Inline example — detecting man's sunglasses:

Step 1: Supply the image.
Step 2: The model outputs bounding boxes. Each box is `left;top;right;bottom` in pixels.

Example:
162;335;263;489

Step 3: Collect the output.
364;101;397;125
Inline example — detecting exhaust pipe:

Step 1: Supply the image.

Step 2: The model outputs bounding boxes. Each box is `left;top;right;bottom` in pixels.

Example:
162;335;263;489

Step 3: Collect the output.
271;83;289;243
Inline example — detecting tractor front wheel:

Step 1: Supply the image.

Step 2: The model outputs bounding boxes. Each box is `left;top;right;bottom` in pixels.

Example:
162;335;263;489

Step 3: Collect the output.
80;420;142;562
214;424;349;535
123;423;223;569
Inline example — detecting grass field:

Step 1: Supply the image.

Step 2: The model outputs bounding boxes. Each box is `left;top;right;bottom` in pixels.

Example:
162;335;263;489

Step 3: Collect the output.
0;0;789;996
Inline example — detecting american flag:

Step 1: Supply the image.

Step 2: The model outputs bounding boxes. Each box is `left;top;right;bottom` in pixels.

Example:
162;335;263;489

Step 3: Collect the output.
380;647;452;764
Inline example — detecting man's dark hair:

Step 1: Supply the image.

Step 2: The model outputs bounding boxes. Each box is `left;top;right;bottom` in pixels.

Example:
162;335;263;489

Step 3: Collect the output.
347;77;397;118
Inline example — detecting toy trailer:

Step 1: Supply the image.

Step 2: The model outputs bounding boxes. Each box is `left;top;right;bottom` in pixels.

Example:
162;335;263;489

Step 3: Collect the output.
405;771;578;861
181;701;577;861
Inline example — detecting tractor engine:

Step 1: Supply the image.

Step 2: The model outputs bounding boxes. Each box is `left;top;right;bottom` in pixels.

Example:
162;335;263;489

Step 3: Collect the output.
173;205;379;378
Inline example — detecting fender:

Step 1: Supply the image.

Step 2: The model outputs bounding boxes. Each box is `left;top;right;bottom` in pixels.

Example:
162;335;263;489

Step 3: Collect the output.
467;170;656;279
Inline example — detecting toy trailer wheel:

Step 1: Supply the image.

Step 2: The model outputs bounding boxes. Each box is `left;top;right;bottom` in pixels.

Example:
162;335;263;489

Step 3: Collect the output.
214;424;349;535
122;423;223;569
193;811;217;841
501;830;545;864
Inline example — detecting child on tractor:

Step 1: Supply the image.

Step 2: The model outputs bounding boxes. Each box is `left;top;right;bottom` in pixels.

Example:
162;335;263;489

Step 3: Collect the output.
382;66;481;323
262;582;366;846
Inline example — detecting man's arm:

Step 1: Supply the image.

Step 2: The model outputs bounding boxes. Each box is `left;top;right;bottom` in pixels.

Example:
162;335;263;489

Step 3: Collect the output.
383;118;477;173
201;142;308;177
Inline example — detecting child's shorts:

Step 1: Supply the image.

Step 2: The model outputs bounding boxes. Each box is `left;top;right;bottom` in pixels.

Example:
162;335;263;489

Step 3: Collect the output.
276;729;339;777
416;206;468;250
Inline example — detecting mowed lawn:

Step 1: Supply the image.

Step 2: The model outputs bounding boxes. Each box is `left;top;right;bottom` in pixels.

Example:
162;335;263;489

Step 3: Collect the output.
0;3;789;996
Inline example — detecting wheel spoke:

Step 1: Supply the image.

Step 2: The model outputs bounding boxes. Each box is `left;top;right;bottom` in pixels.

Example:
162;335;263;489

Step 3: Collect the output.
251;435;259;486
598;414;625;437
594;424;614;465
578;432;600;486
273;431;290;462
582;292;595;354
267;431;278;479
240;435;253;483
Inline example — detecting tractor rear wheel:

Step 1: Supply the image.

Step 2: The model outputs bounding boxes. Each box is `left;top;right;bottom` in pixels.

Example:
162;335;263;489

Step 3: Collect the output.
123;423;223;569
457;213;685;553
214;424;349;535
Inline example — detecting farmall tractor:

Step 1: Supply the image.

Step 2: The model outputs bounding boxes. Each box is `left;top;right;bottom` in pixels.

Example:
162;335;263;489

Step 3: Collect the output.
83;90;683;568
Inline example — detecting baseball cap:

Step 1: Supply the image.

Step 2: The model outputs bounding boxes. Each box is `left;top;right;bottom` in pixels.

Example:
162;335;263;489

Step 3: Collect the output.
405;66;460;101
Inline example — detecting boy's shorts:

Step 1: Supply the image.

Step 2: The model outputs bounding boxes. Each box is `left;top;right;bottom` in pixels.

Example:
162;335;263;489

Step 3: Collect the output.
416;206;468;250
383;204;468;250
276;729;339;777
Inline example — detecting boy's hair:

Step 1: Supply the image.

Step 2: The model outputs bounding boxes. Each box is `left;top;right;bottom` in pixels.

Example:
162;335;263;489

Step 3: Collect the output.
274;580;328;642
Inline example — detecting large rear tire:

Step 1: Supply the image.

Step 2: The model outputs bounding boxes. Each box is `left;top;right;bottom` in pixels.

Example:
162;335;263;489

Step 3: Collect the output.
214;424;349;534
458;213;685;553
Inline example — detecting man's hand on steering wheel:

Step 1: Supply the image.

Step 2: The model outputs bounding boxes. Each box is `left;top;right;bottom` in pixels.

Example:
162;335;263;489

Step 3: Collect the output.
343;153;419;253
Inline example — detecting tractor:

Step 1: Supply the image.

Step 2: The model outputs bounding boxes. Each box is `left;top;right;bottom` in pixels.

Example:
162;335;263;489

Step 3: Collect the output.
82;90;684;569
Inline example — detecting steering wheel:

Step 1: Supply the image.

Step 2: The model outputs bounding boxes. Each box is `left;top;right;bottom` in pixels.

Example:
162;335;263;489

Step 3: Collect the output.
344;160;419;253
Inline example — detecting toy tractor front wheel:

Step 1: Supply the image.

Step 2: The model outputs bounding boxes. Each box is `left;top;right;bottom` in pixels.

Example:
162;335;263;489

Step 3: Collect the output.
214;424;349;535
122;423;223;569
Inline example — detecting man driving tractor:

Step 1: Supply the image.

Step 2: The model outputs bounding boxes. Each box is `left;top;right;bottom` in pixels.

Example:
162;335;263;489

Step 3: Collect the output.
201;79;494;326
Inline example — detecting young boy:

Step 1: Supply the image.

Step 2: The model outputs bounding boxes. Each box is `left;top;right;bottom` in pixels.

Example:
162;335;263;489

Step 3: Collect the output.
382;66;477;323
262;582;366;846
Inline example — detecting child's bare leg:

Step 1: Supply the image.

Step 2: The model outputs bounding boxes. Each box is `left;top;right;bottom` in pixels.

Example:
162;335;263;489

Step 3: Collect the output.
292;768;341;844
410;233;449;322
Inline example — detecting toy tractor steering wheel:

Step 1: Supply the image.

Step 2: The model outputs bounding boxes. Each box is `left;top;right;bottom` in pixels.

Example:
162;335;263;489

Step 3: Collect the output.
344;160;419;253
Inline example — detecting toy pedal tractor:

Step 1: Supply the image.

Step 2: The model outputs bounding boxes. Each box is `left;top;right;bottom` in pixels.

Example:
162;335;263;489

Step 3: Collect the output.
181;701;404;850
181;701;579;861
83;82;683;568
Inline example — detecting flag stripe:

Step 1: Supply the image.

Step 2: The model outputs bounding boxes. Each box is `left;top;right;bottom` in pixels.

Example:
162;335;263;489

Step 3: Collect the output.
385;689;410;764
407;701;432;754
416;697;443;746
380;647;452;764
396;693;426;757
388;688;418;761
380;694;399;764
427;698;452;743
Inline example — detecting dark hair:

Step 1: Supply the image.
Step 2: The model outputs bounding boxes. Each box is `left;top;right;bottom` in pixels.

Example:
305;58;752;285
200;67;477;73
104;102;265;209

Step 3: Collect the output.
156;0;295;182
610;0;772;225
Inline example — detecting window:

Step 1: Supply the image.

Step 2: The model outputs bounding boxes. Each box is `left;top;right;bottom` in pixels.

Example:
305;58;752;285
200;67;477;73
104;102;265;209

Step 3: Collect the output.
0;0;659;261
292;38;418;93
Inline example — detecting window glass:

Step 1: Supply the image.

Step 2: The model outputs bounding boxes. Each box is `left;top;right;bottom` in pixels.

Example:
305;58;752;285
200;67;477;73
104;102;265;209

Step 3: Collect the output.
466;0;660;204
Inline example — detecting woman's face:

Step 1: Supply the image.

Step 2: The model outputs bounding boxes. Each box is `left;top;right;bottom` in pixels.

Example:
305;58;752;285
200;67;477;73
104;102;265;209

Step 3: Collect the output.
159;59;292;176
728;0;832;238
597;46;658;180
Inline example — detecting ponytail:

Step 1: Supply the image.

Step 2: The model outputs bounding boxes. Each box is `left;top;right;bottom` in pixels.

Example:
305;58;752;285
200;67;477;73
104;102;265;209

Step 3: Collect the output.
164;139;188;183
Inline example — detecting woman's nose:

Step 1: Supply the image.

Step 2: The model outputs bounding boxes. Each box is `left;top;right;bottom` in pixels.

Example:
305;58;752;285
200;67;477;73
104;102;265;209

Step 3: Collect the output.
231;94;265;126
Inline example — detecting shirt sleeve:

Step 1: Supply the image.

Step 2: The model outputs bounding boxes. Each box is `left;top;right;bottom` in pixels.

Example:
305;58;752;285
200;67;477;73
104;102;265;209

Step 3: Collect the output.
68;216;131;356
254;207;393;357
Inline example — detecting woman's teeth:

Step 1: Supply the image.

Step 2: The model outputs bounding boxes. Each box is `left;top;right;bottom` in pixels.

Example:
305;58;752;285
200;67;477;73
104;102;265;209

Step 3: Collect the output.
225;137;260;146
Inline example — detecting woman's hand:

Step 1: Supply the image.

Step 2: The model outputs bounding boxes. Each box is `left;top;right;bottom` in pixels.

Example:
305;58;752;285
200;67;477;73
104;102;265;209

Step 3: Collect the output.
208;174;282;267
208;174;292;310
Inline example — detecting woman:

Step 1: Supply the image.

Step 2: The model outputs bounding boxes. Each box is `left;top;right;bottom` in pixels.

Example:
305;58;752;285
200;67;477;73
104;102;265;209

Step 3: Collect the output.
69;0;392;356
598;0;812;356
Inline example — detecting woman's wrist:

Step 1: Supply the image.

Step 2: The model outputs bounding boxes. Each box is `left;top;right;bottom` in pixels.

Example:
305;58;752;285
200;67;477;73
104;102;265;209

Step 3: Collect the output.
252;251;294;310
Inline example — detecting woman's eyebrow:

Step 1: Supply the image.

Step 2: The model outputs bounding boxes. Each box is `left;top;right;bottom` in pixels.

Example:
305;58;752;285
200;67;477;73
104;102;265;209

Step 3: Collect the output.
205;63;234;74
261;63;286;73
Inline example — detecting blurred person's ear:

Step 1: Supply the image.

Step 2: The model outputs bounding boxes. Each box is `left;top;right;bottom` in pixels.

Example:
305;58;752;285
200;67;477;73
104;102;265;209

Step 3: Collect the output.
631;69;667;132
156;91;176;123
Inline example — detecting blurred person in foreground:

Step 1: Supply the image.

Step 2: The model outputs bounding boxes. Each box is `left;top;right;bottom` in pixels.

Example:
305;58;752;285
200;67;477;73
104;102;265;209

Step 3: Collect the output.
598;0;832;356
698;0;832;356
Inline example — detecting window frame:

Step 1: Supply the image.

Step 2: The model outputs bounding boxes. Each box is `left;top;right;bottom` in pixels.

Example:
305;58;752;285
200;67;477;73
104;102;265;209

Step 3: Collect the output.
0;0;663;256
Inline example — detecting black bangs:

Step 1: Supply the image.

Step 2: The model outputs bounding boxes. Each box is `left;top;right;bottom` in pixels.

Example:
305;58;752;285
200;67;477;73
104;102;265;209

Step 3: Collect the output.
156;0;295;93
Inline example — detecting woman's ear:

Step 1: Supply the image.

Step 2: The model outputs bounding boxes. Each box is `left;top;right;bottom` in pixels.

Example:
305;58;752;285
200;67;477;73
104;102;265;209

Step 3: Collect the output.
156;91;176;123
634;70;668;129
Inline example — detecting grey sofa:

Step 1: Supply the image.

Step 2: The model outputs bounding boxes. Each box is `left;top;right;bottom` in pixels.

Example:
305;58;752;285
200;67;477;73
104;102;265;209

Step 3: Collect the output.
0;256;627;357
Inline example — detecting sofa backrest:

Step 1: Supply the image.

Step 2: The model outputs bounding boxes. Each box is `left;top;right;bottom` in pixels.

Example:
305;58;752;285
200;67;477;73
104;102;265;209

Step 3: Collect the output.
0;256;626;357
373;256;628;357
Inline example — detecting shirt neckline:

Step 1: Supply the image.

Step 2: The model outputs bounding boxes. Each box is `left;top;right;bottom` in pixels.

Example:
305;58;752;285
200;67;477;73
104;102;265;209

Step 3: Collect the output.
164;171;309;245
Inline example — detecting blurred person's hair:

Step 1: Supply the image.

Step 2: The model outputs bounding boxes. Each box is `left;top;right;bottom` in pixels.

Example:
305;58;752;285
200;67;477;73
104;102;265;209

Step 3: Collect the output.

What is being asked ▸ Resize the material from its start through the line containing "0;0;789;996", reproducing every line, requests included, with each bounding-box coordinate in the answers multiplied by 0.6 and rounded to a whole number, halves rounded up. Leave the numbers in the requests and in their sample boxes unchanged.

Solution to this task ▸
Inline example — detecting man's sunglasses:

Step 1: Supply the image.
Step 2: The model outputs bounding boxes. Each box is `left;top;right;bottom` in pixels.

Example:
162;335;263;489

Step 3: Collect the output.
218;61;238;75
Inline example — detecting exhaust pipe:

Step 1: Supply the image.

Step 2: The model outputs bounding boxes. Each box is `left;top;right;bottom` in pixels.

Example:
162;335;263;489

Step 3: Collect the output.
163;50;173;146
Inline example — detecting tractor front wheel:

Step 1: Supply the image.

Step 2: The model outputs bounding boxes. Each box is `left;top;right;bottom` in pixels.

Example:
162;335;263;489

Step 3: Collect the output.
48;252;85;337
128;254;209;321
74;254;134;341
Inline example — detecting grass field:

Step 1: Supply the image.

Step 2: The model outputs bounding boxes. Each box is `left;top;right;bottom` in pixels.

Example:
162;335;263;489

Step 3: Collect the output.
0;0;473;598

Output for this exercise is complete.